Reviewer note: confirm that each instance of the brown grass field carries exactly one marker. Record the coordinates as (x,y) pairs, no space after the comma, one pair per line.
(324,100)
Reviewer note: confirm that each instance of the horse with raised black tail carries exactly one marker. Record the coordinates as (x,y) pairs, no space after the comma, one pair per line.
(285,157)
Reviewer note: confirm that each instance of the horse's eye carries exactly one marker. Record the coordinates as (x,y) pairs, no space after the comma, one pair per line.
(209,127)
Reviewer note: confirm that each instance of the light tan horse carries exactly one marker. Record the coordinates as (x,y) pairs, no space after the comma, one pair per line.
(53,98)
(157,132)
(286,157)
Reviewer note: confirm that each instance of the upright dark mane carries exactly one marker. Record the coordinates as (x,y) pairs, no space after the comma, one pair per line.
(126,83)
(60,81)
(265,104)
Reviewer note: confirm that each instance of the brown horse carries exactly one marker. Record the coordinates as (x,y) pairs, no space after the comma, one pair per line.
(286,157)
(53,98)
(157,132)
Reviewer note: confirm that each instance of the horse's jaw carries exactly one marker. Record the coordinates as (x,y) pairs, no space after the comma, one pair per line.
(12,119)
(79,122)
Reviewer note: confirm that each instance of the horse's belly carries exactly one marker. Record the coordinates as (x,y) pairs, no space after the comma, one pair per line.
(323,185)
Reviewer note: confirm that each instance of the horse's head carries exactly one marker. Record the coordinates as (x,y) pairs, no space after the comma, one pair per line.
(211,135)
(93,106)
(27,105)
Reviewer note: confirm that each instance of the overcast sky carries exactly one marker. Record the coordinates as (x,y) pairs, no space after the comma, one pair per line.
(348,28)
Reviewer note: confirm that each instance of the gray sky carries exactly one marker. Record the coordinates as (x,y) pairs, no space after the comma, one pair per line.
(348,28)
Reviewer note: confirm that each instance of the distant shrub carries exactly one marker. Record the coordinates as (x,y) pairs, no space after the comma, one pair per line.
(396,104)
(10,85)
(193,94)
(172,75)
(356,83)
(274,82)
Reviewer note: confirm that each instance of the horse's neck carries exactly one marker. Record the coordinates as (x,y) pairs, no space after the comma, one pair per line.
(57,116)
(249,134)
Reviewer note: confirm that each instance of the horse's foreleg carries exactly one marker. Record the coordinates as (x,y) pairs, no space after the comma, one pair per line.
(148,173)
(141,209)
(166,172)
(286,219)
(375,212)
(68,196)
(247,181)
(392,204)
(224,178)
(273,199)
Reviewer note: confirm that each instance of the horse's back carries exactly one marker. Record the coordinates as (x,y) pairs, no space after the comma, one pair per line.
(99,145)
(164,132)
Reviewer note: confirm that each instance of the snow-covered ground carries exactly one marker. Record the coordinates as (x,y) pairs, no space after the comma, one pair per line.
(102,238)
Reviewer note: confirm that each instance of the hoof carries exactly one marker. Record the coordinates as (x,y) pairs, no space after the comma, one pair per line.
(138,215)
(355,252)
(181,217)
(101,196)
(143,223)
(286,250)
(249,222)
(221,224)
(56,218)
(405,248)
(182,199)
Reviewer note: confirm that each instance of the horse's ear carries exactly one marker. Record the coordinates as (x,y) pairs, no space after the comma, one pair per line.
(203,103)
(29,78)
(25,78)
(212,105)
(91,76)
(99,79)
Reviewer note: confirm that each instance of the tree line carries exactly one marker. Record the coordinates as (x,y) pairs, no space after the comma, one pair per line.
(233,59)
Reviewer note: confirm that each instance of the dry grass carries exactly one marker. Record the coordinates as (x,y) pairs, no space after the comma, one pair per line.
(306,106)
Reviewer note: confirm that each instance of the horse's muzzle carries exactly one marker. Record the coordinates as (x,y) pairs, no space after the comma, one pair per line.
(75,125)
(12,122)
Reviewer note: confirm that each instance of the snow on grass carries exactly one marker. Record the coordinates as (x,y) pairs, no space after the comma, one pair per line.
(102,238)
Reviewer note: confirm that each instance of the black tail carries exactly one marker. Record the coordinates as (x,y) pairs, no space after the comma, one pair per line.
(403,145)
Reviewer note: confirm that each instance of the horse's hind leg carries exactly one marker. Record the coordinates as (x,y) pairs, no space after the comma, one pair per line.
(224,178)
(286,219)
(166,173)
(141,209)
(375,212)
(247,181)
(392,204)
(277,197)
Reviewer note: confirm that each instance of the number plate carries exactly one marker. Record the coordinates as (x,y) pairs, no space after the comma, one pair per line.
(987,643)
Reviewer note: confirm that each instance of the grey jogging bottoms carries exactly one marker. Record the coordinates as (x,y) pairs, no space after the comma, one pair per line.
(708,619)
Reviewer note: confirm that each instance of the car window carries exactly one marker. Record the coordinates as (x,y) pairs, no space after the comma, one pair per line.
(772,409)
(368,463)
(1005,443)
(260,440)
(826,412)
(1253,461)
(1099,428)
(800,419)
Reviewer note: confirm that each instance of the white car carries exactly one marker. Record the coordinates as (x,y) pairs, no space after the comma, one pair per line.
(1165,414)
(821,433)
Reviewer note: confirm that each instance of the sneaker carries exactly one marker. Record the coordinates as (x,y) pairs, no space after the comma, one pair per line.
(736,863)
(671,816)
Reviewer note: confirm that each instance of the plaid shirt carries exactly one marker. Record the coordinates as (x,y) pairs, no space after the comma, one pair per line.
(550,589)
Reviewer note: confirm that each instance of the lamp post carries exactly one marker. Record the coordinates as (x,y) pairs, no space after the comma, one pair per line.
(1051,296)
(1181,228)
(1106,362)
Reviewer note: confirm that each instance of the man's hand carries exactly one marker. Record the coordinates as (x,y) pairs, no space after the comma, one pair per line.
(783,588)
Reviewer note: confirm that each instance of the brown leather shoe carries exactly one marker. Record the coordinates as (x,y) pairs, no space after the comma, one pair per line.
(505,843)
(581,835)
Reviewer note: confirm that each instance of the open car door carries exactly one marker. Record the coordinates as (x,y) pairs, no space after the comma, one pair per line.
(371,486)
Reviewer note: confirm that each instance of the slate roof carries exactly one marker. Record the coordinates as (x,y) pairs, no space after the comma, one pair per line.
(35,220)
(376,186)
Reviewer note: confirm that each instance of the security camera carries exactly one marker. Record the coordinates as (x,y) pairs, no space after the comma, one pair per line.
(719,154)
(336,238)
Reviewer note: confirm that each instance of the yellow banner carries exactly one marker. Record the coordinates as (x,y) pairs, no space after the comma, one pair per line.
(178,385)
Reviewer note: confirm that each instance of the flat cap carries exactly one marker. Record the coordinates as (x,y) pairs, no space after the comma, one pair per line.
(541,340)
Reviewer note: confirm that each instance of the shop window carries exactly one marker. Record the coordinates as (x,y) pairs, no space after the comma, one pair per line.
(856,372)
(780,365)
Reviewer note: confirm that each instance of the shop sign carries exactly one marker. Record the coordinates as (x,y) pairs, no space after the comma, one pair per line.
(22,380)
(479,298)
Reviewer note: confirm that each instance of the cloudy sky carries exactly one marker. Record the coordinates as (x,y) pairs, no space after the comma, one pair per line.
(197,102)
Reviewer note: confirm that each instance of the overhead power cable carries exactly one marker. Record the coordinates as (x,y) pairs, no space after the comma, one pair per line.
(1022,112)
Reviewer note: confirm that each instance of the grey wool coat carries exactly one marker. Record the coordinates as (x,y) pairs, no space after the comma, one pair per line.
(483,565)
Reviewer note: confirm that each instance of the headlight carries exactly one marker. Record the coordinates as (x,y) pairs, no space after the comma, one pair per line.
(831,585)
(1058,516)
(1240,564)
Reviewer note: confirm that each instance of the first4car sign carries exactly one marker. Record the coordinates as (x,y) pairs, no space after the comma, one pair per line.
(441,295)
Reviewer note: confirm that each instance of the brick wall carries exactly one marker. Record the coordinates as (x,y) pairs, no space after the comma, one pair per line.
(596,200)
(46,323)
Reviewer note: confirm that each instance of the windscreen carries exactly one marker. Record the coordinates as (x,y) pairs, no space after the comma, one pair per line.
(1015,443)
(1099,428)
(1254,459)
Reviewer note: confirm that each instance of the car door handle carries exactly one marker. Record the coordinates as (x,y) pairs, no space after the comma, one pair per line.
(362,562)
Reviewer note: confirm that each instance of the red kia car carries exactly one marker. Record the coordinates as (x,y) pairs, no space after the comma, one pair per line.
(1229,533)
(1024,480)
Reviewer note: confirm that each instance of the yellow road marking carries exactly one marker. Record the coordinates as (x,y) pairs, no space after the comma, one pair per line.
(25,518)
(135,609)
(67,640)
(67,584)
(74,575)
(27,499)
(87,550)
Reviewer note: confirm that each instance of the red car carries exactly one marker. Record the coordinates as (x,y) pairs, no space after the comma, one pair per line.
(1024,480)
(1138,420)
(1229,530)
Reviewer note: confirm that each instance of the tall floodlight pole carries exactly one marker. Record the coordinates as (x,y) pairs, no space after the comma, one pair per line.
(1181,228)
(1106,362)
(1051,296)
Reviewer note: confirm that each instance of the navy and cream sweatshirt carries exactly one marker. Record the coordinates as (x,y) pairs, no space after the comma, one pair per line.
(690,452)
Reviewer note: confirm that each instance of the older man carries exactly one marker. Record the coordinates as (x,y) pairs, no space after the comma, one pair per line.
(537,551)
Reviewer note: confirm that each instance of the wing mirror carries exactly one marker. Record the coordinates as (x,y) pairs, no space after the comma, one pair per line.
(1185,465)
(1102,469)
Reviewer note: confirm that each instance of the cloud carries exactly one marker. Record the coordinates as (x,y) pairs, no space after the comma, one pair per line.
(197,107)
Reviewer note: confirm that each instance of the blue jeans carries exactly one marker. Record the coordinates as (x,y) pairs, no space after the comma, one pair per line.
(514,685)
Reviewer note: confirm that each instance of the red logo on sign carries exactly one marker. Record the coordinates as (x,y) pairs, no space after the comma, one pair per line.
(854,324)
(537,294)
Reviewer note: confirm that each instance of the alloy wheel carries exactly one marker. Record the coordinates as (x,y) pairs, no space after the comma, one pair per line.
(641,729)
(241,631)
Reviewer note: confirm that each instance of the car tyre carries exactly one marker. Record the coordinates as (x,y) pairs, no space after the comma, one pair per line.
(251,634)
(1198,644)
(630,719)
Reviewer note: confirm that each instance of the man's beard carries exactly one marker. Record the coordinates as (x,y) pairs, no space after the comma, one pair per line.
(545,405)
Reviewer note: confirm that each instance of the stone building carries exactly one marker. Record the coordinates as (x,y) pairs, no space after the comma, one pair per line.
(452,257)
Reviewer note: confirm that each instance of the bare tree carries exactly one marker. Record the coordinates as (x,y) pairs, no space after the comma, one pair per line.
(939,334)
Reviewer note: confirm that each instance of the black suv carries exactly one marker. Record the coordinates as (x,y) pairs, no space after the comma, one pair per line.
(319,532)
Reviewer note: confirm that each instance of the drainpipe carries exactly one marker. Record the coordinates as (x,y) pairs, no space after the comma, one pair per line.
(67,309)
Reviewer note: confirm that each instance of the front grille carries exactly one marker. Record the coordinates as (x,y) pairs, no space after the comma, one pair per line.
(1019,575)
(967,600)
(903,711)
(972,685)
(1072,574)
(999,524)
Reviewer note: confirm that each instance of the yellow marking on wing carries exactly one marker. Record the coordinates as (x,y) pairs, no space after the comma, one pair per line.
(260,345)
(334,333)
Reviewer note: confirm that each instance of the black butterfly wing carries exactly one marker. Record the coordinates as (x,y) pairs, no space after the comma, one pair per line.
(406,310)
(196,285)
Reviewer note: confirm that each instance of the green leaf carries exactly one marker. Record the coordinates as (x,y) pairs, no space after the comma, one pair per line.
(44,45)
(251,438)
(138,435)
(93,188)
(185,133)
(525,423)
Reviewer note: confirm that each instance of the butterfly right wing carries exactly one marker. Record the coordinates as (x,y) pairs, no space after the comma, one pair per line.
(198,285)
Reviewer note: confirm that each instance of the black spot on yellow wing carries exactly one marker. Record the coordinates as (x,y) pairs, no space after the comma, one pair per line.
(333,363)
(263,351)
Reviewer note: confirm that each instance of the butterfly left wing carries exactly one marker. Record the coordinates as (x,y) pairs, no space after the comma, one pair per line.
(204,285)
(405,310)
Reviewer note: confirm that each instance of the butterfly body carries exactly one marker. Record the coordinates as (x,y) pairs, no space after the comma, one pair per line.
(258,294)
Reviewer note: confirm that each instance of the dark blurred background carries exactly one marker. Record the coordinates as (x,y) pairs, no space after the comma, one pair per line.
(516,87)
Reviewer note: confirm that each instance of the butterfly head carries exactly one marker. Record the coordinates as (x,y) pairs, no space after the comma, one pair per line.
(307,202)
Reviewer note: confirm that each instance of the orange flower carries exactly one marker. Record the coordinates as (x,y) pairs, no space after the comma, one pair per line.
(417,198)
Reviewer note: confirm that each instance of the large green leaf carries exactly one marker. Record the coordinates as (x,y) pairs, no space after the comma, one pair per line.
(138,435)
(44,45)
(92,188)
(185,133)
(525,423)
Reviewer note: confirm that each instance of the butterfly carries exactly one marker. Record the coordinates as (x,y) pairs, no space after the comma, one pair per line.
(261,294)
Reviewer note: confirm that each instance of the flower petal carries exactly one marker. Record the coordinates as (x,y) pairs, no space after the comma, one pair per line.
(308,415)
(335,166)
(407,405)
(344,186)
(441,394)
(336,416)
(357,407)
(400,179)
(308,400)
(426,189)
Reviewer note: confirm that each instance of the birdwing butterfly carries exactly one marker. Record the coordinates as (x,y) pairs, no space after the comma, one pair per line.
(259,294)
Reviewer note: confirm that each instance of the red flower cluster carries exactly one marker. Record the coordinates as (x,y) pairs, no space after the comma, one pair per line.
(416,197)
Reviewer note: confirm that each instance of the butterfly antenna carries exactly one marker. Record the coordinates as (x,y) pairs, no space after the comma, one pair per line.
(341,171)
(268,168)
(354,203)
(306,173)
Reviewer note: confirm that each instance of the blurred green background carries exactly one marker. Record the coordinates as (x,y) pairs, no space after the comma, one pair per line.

——

Rewrite the listing starting at the line that contains "Reviewer note: confirm that each instance of the butterfly head" and ending at the last line of the listing, changing "butterfly antenna" to "butterfly feeler" and leaving everything else as it is.

Reviewer note: confirm that each instance of the butterfly head carries exactly one marker. Record the coordinates as (x,y) pairs, no space after the comma, one pair per line.
(307,202)
Reviewer note: confirm that each instance of the orange flower carries exactly one marker. Record the coordinates as (x,y) pairs, no space after the comma, one pair per line.
(417,198)
Reviewer note: confirm that each instance of the large green leaf carries exactly one marker. Record the coordinates as (x,y) pairs, no space after the comma, one pair per line.
(138,435)
(44,45)
(92,188)
(185,133)
(525,423)
Reviewer note: confirm that each instance of the butterfly carries exactly one marker. Record the coordinates as (x,y) pairs, no space after the comma, one pair per line.
(261,294)
Reviewer note: confirm that each instance of the flower petal carries exactly one marker. Record the coordinates as (x,y) pairs, no space after the comma, one pair per line.
(308,415)
(335,166)
(407,405)
(344,186)
(441,394)
(336,416)
(357,407)
(400,179)
(308,400)
(426,189)
Reviewer note: confirm that each instance of the birdwing butterfly carries exactly one marker. Record the coordinates as (x,y) pairs, no space after the comma, one pair per line.
(259,294)
Reviewer note: confirm that each instance of the red flower cluster carries exactly one marker. Record the coordinates as (x,y) pairs, no space after the comma, one pair per line.
(416,197)
Reviewer note: confirm that each instance of the butterfly feeler carries exactly one marker. Record the coordinates as (x,y) pairs, no space after the comma, one pair per line.
(341,171)
(268,168)
(354,203)
(306,173)
Reviewer note: confirm that each instance of the blurred green background carries exactly one marker. Record the coordinates as (x,y) pairs, no space after the comma, one pair per line.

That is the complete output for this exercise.